───── EXERCISE INPUTS ─────

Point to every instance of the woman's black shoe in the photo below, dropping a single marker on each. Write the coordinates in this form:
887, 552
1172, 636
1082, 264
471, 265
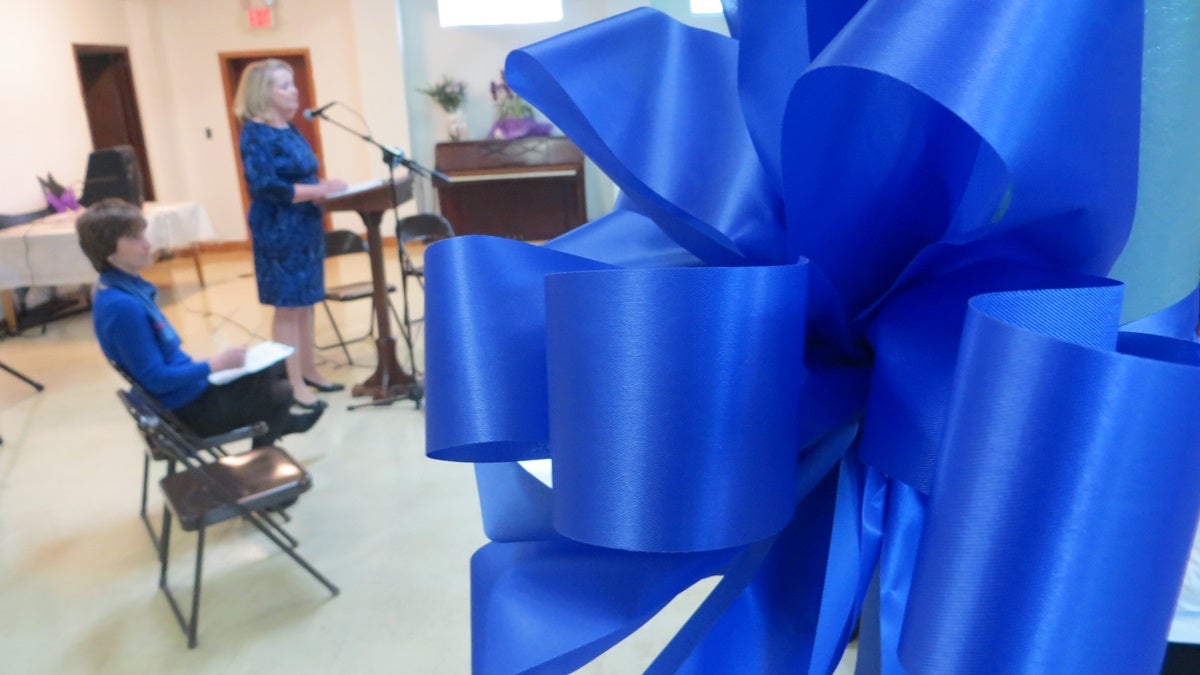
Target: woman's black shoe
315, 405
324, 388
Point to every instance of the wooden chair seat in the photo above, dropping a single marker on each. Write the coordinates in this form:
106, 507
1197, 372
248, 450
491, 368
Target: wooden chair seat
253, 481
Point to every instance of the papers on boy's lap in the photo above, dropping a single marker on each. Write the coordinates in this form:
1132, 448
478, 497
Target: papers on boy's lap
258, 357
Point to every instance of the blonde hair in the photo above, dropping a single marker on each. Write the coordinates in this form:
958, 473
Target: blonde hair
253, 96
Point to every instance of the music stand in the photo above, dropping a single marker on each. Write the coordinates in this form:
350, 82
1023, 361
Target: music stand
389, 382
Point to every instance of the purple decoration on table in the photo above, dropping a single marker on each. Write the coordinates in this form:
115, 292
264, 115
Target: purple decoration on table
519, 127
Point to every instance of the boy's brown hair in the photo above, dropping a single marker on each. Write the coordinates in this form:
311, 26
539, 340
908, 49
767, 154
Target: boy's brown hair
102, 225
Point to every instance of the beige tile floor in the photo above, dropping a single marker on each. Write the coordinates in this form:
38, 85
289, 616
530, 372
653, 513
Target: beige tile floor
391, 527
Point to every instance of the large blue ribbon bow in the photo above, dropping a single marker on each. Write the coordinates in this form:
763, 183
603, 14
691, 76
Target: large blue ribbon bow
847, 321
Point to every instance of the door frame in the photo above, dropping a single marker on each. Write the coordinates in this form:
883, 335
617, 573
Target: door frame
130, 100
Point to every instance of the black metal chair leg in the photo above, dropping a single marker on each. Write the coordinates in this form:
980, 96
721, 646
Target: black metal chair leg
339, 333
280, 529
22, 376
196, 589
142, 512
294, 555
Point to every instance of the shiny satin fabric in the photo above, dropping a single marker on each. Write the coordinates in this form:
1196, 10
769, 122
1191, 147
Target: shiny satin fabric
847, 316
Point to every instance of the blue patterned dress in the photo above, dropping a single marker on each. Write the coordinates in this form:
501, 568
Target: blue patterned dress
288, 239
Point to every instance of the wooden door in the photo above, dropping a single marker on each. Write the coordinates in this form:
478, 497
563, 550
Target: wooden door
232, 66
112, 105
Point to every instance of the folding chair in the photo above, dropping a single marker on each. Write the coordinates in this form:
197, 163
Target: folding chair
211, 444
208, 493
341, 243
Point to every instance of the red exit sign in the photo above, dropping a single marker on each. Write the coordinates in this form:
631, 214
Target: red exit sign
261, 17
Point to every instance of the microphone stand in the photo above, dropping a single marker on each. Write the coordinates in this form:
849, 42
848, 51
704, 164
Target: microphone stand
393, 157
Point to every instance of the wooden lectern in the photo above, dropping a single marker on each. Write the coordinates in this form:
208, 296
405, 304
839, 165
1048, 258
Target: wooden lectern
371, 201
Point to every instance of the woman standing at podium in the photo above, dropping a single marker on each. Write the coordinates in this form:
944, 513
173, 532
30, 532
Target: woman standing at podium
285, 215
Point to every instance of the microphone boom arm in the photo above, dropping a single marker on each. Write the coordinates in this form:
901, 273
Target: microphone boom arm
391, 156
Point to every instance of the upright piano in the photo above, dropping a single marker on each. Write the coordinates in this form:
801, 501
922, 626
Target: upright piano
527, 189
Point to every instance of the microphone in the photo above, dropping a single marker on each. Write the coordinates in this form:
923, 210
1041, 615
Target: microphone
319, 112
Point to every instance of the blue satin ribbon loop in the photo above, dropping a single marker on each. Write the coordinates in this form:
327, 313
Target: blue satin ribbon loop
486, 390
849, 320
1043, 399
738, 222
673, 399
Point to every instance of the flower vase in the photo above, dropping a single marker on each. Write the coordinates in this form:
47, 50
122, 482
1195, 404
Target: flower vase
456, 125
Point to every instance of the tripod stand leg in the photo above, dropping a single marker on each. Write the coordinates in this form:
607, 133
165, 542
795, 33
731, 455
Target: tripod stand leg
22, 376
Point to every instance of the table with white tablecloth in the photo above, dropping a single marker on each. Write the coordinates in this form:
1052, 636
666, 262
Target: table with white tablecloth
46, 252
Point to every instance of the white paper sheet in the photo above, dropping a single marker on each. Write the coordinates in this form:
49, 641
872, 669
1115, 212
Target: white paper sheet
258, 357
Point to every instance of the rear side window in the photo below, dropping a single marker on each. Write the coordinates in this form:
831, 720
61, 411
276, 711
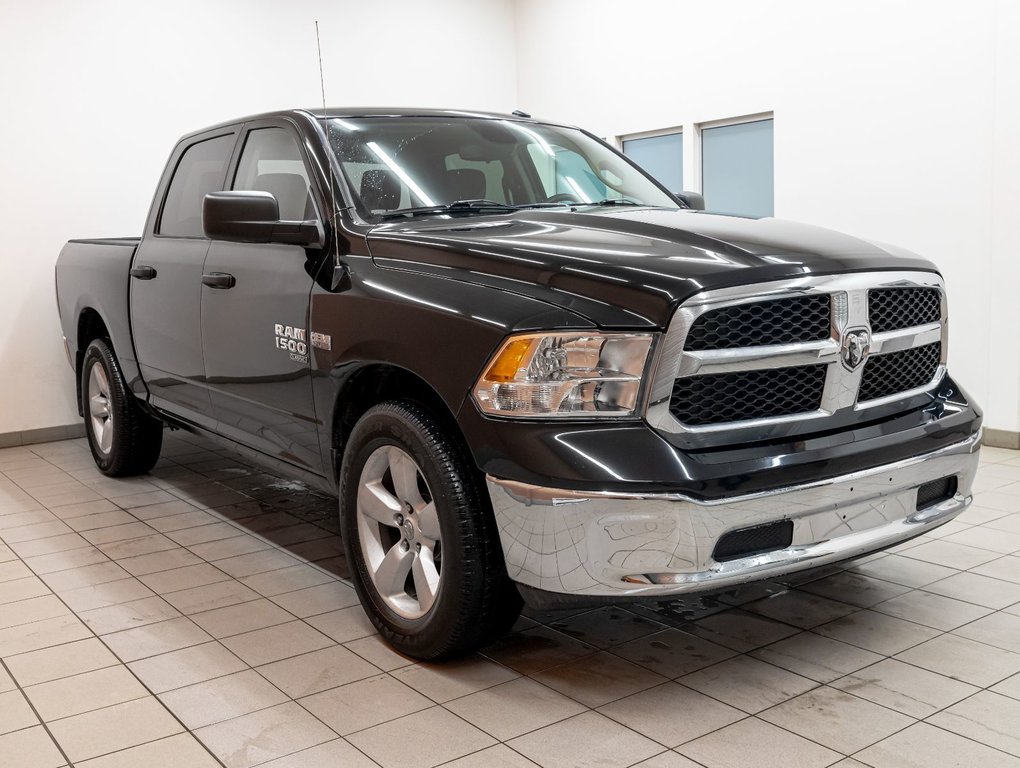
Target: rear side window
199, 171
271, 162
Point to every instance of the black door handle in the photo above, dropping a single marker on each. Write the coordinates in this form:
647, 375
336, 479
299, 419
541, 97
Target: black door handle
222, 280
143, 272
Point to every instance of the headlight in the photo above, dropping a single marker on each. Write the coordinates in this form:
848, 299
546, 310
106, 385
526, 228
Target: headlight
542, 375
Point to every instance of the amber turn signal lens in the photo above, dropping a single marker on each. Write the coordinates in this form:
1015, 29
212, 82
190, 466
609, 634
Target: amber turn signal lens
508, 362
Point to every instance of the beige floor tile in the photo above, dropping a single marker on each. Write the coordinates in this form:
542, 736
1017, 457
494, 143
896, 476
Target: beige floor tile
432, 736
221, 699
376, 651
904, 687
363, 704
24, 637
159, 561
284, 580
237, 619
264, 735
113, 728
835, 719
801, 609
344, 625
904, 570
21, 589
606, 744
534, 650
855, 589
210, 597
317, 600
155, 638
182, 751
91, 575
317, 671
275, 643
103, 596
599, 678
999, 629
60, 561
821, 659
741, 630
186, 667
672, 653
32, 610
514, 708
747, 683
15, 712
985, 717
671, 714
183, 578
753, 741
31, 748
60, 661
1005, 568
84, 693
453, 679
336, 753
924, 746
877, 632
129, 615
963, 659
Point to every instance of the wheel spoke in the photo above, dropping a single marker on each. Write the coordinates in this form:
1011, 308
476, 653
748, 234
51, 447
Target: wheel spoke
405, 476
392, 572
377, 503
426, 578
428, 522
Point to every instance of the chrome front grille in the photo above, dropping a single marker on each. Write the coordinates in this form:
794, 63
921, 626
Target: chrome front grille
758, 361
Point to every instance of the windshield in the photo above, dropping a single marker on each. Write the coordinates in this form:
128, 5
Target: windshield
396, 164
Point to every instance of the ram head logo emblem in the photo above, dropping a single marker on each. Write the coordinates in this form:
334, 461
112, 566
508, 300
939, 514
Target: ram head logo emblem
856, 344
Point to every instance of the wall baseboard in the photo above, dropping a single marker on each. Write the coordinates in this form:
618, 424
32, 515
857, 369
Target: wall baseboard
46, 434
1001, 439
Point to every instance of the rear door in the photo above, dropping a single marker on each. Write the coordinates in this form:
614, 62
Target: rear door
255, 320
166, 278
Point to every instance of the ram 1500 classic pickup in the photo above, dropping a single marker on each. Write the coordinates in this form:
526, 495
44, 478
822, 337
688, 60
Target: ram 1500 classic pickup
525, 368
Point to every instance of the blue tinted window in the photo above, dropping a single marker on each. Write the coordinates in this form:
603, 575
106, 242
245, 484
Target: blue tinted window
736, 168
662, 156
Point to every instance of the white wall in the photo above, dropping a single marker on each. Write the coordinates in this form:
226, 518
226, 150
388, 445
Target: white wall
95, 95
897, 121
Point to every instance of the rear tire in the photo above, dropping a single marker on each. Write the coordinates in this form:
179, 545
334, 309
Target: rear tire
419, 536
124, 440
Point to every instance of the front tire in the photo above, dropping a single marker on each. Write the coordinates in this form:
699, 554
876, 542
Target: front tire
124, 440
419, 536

─────

■ **TO DO**:
Return the material word for word. Pictures are not part of the copy.

■ **EXERCISE RESPONSE**:
Point to every instance of the woman's black shoe in the photo below, dropping a single marker on each. Write the coordinates in this form:
887, 552
1172, 636
1082, 264
471, 265
Target: woman's black shoe
315, 405
324, 388
Point to every instance of the wooden chair seat in the photo above, dropping a single marker on each. Write the coordinates in this form:
106, 507
1197, 372
248, 450
491, 368
Target: wooden chair seat
253, 481
Point to every instance of the papers on boy's lap in the photo above, dropping a single marker on each. Write the coordinates in this form:
1132, 448
478, 497
Target: papers on boy's lap
258, 357
Point to every instance of the blonde hair in the photo above, dropping a single marker on each. Write the coordinates in this form:
958, 473
Target: blonde hair
253, 96
Point to every instance of the music stand in the photo above, dropping a single marker on each. Write the coordinates in this form:
350, 82
1023, 361
Target: music stand
389, 382
Point to every instance of the purple decoration on table in the photo above, dropping a single marker on each. Write the coordinates in this form:
115, 292
264, 115
Target: purple decoration on table
519, 127
Point to every instance of the boy's brown hair in the photo above, dropping a single marker on each. Write the coordinates in this form:
311, 26
539, 340
908, 49
767, 154
Target: boy's brown hair
102, 225
Point to every instance of the beige tile floor in the photo above, dropping a single marker on each. Write the coordinates in this form:
38, 85
289, 616
530, 372
653, 513
Target: beige tile floor
391, 527
Point to every instance of the large blue ribbon bow in the photo above, dropping a single marker on each. Write the coordinates in this form:
763, 183
603, 14
691, 76
Target: large blue ribbon bow
847, 321
Point to every instance of the door frame in the photo above, dropping a single marker on each. Write the coordinates in this form:
883, 335
617, 573
Target: door frame
130, 100
Point to every instance of the black metal chair leg in the photo above, dropping a single marker on each. Write the coordinates in this form:
980, 96
721, 646
Target: black metal chair leg
339, 333
280, 529
22, 376
196, 589
142, 512
294, 555
Point to every instance of the shiny satin fabric in the photo above, dropping a single marker on each. Write the coordinates in this form:
1196, 10
769, 122
1191, 147
Target: shiny satin fabric
847, 316
Point to every instance of the blue patterned dress in the photo above, dropping a single marker on each. Write the coordinates in this form:
501, 568
Target: blue patterned dress
288, 239
Point to every instance of the wooden door in the photo above, dropping a single marker on each. Write the coordinates in this form:
478, 497
563, 550
Target: wooden door
232, 66
112, 105
Point to every instance of the folding chair in the photo above, dropping a single marker on each. Write the coordinates in this form:
197, 163
Target: folding chair
211, 444
208, 493
341, 243
Point to every instance of the red exit sign in the photo above, dropping a single marker on each. Write the coordinates in this form:
631, 214
Target: red exit sign
261, 17
Point to every instance of the microphone stand in the photo above, dropping a single marker on each. Write the coordinates in this form:
849, 42
848, 51
704, 164
Target: microphone stand
393, 157
Point to every instance of the wooden lectern in the photo above, dropping a single marker on each. Write the coordinates in this form:
208, 296
405, 304
839, 165
1048, 258
Target: wooden lectern
371, 201
Point to every instance of the woman standing at podium in the photo above, dropping a single marker on each. Write the coordinates in this form:
944, 513
173, 532
30, 532
Target: woman standing at podium
285, 215
Point to every instance of the microphone boom arm in the photo above, dropping a single marker on each. Write the coordinates in this form:
901, 273
Target: microphone boom arm
391, 156
Point to every instance of the upright piano in the photo above, dropping a single marker on each. Write the coordinates in this form:
801, 501
922, 626
Target: upright piano
527, 189
Point to every instance of the microphone in the photo above, dropping a single marker on each. Write the coordinates in this form:
923, 210
1041, 615
Target: microphone
319, 112
Point to every instance of the blue satin ribbon loop in the photo above, dropping a single marker on each. Write the coordinates in this form:
327, 313
Target: blue satin ribbon loop
486, 390
849, 320
1043, 399
738, 222
673, 399
Point to every instance of the flower vase in the photo above, dropping a single marker on each. Write the coordinates in this form:
47, 50
122, 482
1195, 404
Target: flower vase
456, 125
Point to every instance of the tripod stand leg in the photo above, dropping a single marker on each. Write the coordinates in this form:
607, 133
165, 542
795, 33
731, 455
Target: tripod stand leg
22, 376
Point to every instance of the table with white tablecloth in the photo above, dropping a single marker on each. Write the coordinates in this form:
1052, 636
666, 262
Target: table with white tablecloth
46, 252
Point to every instance of the white paper sheet in the photo above, dropping a single marker on each. Write the coordinates in this form:
49, 641
872, 669
1115, 212
Target: white paper sheet
258, 357
Point to every instance of the rear side window in the photo below, dropping a single marker on each. Write the coordinates in this form:
831, 720
61, 411
276, 711
Target: rear side window
199, 171
271, 162
Point to every instance of the black door handle in the photo above, dropping a single marker on each. Write the coordinates in this form:
647, 375
336, 479
299, 419
541, 97
Target: black door handle
222, 280
143, 272
Point to every instance of the headlight in the photo above, dropping a single marker on each. Write the coordinates in this form:
848, 299
546, 310
106, 385
526, 228
Target: headlight
542, 375
Point to every instance of the amber turn signal lens in the photo above, dropping a single marker on each. Write the coordinates in this form:
1015, 29
212, 82
190, 466
609, 634
Target: amber turn signal lens
508, 362
Point to every instance of the beige floor tile in the photo above, dropping a single marker on each. Write the coordinates in this form:
542, 736
1017, 457
494, 143
896, 476
Target: beige floor tile
432, 736
221, 699
376, 651
904, 687
363, 704
24, 637
159, 561
284, 580
237, 619
264, 735
113, 728
835, 719
801, 609
344, 625
904, 570
21, 589
606, 744
534, 650
855, 589
210, 597
317, 600
155, 638
182, 751
91, 575
317, 671
275, 643
103, 596
599, 678
999, 629
60, 561
821, 659
741, 630
186, 667
672, 653
32, 610
514, 708
747, 683
15, 712
985, 717
671, 714
183, 578
753, 741
31, 748
60, 661
1005, 568
84, 693
453, 679
336, 753
924, 746
877, 632
129, 615
963, 659
Point to every instance of the wheel spoke in the photo above, dropping a single marker on each. Write the coordinates in this form:
1011, 308
476, 653
748, 234
51, 447
Target: wheel spoke
405, 476
392, 572
377, 503
426, 578
428, 522
Point to every instance of the chrome front grille in the photo above, dropping a single marker on each. Write the coordinates in this form:
794, 63
921, 626
Target: chrome front grille
758, 361
Point to every instance of the windshield in the photo above, dropping a single marker on each. Write the coordinates in this form:
128, 5
Target: windshield
396, 164
Point to every instance of the ram head logo emblem in the photo above, dropping a single marker on each. Write the coordinates in this form:
334, 461
112, 566
508, 300
939, 514
Target: ram head logo emblem
856, 344
Point to every instance of the wall baseboard in the photo above, dropping a single marker on each. Write the coordinates in this form:
618, 424
32, 515
857, 369
Target: wall baseboard
46, 434
1001, 439
Point to every instance of the rear door in the photo above, dropping a single marker on each. Write the coordinates in this form:
614, 62
Target: rear door
255, 320
166, 278
Point to every instance of the ram 1500 classic pickup in the photo above, dropping a single marker on each. Write the coordinates in this form:
526, 495
44, 478
822, 337
688, 60
Target: ram 1500 classic pickup
525, 368
Point to every instance of the blue tinted window in the photo above, dropping a single marker on each. Write the coordinates in this form:
603, 575
106, 242
245, 484
Target: blue tinted window
736, 168
662, 156
Point to every instance of the white wall in the photo above, dropping a single marker on each. Write the coordinates in this form:
226, 518
226, 150
388, 445
Target: white wall
95, 95
897, 121
Point to every instance of the rear tire in the photo above, dropping a single marker on each. Write the coordinates in this form:
179, 545
334, 309
Target: rear tire
419, 536
124, 440
Point to every instance of the front tire in the photo above, dropping a single marker on each. Write the coordinates in this form:
699, 554
876, 542
Target: front tire
124, 440
419, 536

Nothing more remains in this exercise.